- _Exercise passage_

General Question
How do you feel about cloning and cloned meat?
Some say “that food from cloned animals is unwanted, unnecessary, possibly dangerous and a catastrophe for animal welfare” and some say “it is beyond our imagination to even find a theory that would cause the food [derived from clones] to be unsafe”.
For livestock breeders it would mean unlimited copies of their prize animals; offspring with top quality meat or milk, exact copies with the same reproductive capability, instead of just one who has a limited reproductive lifetime and there’s no guarantee that any of its offspring will inherit its qualities.
There a many advantages for consumers, including reduced cholesterol in meat and milk, plus higher levels of good fatty acids and antioxidants.
Cloning would allow relatively easy reproduction of cattle genetically engineered to lack the prion protein that makes them susceptible to mad cow disease and make it possible to replicat animals engineered to resist illness or with a small ecological footprint.

Data excerpts:
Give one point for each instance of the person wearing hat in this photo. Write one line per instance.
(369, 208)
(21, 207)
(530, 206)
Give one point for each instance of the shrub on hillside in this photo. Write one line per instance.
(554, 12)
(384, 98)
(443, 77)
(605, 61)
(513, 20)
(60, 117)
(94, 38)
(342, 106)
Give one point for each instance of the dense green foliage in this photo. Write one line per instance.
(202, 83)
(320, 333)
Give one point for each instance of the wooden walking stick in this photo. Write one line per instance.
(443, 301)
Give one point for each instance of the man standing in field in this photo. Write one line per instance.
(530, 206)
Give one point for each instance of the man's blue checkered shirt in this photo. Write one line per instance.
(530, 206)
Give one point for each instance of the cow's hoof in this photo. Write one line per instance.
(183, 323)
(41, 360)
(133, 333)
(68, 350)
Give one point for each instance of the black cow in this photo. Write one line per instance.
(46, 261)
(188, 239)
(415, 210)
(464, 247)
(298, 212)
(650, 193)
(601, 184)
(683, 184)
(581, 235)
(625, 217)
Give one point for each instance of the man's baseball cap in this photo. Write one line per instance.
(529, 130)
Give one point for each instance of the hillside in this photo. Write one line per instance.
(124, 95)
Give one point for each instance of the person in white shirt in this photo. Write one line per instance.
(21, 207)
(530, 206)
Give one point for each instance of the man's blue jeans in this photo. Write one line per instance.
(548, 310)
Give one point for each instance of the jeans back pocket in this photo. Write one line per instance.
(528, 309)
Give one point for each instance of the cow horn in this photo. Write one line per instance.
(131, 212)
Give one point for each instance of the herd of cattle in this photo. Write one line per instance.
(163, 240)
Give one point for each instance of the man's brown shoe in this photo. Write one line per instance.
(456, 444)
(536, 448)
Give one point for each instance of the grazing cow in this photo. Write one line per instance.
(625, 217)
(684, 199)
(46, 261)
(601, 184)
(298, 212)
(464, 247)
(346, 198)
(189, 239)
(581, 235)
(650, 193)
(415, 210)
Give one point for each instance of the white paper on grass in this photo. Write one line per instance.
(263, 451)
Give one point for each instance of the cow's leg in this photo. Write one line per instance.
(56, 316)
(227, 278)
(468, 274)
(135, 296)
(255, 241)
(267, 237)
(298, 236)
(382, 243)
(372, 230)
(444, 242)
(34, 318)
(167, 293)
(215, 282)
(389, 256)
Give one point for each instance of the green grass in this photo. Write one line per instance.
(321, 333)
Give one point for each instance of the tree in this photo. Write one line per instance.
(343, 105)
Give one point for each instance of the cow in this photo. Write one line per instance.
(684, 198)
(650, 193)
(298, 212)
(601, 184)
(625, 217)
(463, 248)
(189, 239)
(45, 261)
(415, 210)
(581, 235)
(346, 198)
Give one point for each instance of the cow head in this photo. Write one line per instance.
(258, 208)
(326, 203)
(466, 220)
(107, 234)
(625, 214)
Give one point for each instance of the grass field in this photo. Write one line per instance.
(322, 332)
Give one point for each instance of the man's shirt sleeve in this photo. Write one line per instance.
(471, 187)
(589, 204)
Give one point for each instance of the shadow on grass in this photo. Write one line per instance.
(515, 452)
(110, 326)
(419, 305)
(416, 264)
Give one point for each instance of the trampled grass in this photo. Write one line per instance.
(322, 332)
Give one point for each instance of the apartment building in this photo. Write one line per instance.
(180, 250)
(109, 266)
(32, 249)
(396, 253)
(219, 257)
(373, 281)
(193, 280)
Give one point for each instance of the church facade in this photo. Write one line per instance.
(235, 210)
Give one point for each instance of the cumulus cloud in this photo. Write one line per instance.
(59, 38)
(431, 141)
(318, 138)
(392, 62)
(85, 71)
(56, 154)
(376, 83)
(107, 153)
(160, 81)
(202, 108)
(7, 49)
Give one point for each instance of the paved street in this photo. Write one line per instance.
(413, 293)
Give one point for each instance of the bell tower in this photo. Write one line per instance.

- _Tasks_
1. In the cloning passage, what protein could cloned cattle be engineered to lack?
2. Quote the cloning passage from "For livestock breeders" up to and including "small ecological footprint.".

- _Answers to this exercise_
1. The prion protein that makes them susceptible to mad cow disease.

2.
For livestock breeders it would mean unlimited copies of their prize animals; offspring with top quality meat or milk, exact copies with the same reproductive capability, instead of just one who has a limited reproductive lifetime and there’s no guarantee that any of its offspring will inherit its qualities.
There a many advantages for consumers, including reduced cholesterol in meat and milk, plus higher levels of good fatty acids and antioxidants.
Cloning would allow relatively easy reproduction of cattle genetically engineered to lack the prion protein that makes them susceptible to mad cow disease and make it possible to replicat animals engineered to resist illness or with a small ecological footprint.